■ **Belge**
• • • •
Nûr Suresi - 39. ayet



Abdullah Parlıyan Meali
Allah'tan gelen gerçekleri örtbas ederek, inkâra şartlanmış olanlara gelince, onların yapıp ettikleri iyi davranışlarının karşılığı, çölde görülen serap gibidir. Susayan kişi, onu bir su sanır, nihayet ona vardığında, orada hiç birşey bulamaz da, orada inanmadığı Allah'ın, yanında hâzır ve nâzır olduğunu ve sonunda hesabını eksiksiz göreceğini fark eder. Çünkü Allah, hesap görmekte çok dakik ve hızlıdır.

Ahmet Varol Meali
İnkar edenlerin amelleri ise dümdüz arazideki serap gibidir. Susayan kimse onu su zanneder. Ancak yanına geldiğinde hiçbir şey bulamaz ve yanında Allah'ı bulur. O da, kendisinin hesabını tam görür. Allah hesabı çabuk görendir.

Ali Bulaç Meali
İnkâr edenler ise; onların amelleri dümdüz bir arazideki seraba benzer; susayan onu bir su sanır. Nihayet ona ulaştığında bir şey bulamaz ve yanında Allah'ı bulur. (Allah da) Onun hesabını tam olarak verir. Allah, hesabı çok seri görendir.

Diyanet İşleri Meali (Eski)
İnkar edenlerin işleri engin çöllerdeki serap gibidir. Susayan kimse onu su zanneder, fakat oraya geldiğinde hiçbir şey bulamaz. Orada Allah'ı bulur ve O da hesabını görür. Allah hesabı çabuk görendir.

Diyanet İşleri Meali (Yeni)
İnkâr edenlere gelince; onların amelleri ıssız bir çöldeki serap gibidir. Susamış kimse onu su sanır. Yanına geldiğinde hiçbir şey bulamaz. (Tıpkı bunun gibi kâfir de hesap günü amellerinden bir şey bulamaz). Ancak Allah’ı yanında bulur da Allah onun hesabını tastamam görür. Allah, hesabı çabuk görendir.
• • • •
■ **Veri alıntıları**
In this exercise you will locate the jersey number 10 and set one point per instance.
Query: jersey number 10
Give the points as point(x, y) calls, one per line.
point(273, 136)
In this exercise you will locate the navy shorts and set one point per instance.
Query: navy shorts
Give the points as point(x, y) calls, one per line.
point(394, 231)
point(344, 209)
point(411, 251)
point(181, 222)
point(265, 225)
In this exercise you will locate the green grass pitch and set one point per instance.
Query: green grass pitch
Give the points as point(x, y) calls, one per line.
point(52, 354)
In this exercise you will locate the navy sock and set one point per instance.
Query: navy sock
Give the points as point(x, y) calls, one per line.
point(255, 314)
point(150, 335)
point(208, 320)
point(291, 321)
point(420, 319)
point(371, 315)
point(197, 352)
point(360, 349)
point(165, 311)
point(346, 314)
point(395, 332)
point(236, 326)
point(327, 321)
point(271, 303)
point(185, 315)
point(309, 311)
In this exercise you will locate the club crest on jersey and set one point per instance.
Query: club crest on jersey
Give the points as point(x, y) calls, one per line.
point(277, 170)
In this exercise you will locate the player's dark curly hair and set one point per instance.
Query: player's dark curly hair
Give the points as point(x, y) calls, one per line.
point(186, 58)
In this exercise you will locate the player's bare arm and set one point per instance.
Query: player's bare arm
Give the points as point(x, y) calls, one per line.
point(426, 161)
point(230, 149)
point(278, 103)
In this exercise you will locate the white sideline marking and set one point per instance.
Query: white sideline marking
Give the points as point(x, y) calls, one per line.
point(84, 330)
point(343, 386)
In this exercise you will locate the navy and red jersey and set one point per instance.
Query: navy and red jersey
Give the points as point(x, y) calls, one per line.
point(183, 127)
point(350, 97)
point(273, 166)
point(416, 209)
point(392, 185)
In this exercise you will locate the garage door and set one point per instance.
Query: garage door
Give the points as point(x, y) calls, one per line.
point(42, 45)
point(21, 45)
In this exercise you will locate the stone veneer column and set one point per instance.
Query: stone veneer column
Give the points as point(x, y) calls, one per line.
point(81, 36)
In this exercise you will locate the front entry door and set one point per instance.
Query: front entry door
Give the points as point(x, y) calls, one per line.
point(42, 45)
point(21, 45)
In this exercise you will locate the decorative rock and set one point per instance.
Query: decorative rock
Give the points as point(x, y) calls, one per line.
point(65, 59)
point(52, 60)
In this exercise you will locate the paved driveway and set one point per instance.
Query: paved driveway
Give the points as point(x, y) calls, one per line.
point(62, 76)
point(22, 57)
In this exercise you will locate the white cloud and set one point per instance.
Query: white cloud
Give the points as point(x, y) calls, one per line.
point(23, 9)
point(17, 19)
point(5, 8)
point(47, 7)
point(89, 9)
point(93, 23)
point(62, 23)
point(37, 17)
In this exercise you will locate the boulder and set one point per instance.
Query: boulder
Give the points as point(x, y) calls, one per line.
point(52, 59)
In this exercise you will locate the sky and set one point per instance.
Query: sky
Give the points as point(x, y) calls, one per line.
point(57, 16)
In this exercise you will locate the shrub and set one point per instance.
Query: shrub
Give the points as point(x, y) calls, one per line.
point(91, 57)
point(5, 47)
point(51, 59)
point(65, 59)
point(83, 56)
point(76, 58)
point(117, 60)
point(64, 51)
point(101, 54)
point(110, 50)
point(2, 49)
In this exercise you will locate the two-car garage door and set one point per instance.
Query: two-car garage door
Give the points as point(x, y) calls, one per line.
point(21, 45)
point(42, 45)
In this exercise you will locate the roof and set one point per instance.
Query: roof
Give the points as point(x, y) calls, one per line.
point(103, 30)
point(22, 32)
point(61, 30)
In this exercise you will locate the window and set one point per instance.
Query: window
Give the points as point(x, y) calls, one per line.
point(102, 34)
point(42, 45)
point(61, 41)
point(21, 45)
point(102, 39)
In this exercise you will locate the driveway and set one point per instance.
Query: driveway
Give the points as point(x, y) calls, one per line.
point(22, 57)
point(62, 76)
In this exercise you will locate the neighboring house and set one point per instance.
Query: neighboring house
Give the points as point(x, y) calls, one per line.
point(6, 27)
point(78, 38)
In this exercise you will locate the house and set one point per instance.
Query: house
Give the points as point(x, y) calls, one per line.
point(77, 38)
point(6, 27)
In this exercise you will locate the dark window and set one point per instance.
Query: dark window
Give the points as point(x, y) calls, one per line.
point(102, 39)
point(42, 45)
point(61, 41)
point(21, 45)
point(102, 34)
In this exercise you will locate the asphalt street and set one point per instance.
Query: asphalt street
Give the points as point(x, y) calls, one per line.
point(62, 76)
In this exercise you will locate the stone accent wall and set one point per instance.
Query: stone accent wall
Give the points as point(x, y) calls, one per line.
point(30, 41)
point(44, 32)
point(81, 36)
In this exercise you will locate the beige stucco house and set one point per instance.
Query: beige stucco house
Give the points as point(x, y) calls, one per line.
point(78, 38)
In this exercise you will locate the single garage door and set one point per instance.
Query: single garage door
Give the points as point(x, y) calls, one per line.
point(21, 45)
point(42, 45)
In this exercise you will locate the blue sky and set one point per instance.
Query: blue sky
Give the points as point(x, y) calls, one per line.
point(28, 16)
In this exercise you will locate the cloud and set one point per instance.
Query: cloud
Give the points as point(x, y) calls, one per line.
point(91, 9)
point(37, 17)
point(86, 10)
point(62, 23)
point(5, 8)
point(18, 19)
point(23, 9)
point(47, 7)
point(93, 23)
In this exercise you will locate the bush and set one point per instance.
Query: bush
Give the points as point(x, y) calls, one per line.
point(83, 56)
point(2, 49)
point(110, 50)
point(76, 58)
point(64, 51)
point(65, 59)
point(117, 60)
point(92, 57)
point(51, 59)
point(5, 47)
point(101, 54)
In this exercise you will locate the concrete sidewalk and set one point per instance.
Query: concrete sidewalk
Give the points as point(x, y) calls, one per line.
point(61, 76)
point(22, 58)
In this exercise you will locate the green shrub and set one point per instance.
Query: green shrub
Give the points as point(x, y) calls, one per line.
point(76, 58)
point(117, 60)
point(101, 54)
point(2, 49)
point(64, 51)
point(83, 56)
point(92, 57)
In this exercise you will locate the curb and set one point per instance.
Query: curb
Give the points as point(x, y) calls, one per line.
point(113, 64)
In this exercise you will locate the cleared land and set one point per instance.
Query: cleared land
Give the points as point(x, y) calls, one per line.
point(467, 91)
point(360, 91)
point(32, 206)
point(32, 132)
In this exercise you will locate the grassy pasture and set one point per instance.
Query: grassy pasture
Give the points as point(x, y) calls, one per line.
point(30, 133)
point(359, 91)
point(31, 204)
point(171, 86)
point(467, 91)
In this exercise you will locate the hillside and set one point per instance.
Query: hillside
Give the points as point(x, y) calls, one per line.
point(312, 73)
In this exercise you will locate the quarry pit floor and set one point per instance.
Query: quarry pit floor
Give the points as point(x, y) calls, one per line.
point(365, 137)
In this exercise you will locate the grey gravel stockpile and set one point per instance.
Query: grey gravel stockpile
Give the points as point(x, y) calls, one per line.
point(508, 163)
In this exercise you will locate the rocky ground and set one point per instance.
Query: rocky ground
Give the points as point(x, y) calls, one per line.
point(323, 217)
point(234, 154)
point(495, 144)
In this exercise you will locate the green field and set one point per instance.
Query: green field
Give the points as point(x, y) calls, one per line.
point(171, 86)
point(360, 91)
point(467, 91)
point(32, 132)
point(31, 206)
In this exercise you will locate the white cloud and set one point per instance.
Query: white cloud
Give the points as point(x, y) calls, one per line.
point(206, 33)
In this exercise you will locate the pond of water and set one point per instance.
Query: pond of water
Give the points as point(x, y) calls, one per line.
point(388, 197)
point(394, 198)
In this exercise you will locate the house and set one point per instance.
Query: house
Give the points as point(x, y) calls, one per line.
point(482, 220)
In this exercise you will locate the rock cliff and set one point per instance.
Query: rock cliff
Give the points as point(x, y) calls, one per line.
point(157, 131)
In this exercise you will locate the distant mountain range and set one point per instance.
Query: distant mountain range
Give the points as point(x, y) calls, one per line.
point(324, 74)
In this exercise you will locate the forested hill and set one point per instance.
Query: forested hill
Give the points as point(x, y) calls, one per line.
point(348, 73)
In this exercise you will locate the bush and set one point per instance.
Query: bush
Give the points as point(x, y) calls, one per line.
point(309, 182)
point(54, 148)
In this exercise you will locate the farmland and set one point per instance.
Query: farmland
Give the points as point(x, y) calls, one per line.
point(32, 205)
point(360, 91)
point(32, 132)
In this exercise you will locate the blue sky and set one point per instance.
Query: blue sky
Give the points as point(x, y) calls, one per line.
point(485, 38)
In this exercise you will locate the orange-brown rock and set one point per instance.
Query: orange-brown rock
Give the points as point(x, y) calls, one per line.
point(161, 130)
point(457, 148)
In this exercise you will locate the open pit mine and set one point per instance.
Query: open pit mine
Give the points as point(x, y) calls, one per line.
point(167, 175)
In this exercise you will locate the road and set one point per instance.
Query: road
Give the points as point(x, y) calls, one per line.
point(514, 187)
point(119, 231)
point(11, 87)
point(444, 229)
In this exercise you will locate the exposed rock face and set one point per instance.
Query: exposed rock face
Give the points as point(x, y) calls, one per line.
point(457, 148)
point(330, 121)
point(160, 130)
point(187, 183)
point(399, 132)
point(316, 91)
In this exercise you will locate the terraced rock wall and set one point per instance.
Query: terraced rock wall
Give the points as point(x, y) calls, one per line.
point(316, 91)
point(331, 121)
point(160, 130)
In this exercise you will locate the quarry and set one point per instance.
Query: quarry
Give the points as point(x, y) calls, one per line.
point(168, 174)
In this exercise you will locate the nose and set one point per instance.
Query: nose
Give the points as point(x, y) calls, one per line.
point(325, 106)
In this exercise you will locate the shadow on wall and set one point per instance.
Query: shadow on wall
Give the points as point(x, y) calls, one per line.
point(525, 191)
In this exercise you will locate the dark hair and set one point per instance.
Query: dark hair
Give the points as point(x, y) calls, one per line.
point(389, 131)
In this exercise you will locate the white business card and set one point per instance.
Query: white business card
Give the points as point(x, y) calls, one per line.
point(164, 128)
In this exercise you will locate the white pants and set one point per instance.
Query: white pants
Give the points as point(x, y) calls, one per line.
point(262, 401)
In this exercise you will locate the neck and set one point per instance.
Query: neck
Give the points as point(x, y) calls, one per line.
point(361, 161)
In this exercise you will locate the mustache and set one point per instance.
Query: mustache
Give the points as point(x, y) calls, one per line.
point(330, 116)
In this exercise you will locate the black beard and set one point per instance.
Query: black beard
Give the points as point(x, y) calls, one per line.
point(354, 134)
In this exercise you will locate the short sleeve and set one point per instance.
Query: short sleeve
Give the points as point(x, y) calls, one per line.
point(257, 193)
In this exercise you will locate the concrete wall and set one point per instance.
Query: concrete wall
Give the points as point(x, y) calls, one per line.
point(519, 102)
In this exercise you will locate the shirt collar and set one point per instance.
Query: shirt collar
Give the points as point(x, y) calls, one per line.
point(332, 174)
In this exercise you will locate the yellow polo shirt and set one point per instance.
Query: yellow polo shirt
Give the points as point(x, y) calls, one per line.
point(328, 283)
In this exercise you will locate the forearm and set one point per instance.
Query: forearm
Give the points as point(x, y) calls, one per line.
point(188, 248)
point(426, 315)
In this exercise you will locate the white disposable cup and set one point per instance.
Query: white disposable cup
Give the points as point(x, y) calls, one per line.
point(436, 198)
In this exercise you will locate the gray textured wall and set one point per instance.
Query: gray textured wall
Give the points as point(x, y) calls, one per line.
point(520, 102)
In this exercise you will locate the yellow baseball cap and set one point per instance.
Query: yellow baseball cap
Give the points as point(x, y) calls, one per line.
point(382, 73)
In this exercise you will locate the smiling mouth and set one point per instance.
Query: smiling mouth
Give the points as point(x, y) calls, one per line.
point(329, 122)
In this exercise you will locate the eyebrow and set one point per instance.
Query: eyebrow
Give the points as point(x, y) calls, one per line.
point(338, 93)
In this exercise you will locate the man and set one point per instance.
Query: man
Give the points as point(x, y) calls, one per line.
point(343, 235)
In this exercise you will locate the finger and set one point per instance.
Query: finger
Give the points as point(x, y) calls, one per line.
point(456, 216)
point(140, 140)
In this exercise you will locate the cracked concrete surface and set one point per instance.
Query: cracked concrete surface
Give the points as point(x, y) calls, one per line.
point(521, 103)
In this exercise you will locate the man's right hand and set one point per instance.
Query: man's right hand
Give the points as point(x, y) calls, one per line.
• • • •
■ **Yönerge ve koşullar**
Belgenin "Ali Bulaç Meali" sözlerini içeren yerle açılıp "Allah, hesabı çabuk görendir." ile kapanan kısmını hiçbir harfini değiştirmeden geri verin.

■ **Çözüm**
Ali Bulaç Meali
İnkâr edenler ise; onların amelleri dümdüz bir arazideki seraba benzer; susayan onu bir su sanır. Nihayet ona ulaştığında bir şey bulamaz ve yanında Allah'ı bulur. (Allah da) Onun hesabını tam olarak verir. Allah, hesabı çok seri görendir.

Diyanet İşleri Meali (Eski)
İnkar edenlerin işleri engin çöllerdeki serap gibidir. Susayan kimse onu su zanneder, fakat oraya geldiğinde hiçbir şey bulamaz. Orada Allah'ı bulur ve O da hesabını görür. Allah hesabı çabuk görendir.

Diyanet İşleri Meali (Yeni)
İnkâr edenlere gelince; onların amelleri ıssız bir çöldeki serap gibidir. Susamış kimse onu su sanır. Yanına geldiğinde hiçbir şey bulamaz. (Tıpkı bunun gibi kâfir de hesap günü amellerinden bir şey bulamaz). Ancak Allah’ı yanında bulur da Allah onun hesabını tastamam görür. Allah, hesabı çabuk görendir.